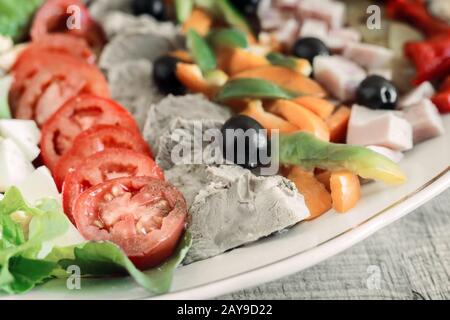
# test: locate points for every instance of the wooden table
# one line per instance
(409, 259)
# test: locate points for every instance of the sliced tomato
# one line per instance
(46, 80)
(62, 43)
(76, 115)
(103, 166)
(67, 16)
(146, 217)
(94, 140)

+--

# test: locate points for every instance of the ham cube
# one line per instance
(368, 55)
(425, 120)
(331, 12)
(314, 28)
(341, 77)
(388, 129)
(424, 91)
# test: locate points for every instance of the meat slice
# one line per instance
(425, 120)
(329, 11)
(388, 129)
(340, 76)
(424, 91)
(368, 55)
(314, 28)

+--

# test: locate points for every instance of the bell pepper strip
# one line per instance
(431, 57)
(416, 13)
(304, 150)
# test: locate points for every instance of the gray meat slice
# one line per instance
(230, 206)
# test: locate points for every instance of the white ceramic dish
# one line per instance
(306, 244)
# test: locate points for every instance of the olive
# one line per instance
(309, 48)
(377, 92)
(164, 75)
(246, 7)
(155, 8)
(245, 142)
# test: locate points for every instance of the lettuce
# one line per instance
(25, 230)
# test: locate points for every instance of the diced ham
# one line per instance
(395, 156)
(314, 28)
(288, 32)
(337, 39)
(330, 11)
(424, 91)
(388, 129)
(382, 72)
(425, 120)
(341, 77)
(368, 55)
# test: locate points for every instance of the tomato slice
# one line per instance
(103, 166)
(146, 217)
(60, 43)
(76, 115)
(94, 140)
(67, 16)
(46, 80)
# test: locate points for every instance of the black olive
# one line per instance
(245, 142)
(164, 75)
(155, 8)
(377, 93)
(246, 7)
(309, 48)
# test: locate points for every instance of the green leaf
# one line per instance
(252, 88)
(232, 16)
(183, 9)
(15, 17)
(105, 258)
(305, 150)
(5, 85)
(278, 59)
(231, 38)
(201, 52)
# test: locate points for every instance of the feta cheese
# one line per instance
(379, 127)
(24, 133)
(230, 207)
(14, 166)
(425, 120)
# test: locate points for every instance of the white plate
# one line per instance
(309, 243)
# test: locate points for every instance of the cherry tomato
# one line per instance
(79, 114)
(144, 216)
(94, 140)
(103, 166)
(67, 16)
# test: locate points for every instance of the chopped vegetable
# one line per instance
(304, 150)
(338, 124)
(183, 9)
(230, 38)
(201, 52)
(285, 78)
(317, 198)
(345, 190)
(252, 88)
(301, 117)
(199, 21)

+--

Scan the data above for the string "tomato" and copy each line where it appears.

# test: locate points for every instance of the sliced tomato
# test: locate points for every instance of the tomato slice
# test: locate points for every instance of the cherry tomato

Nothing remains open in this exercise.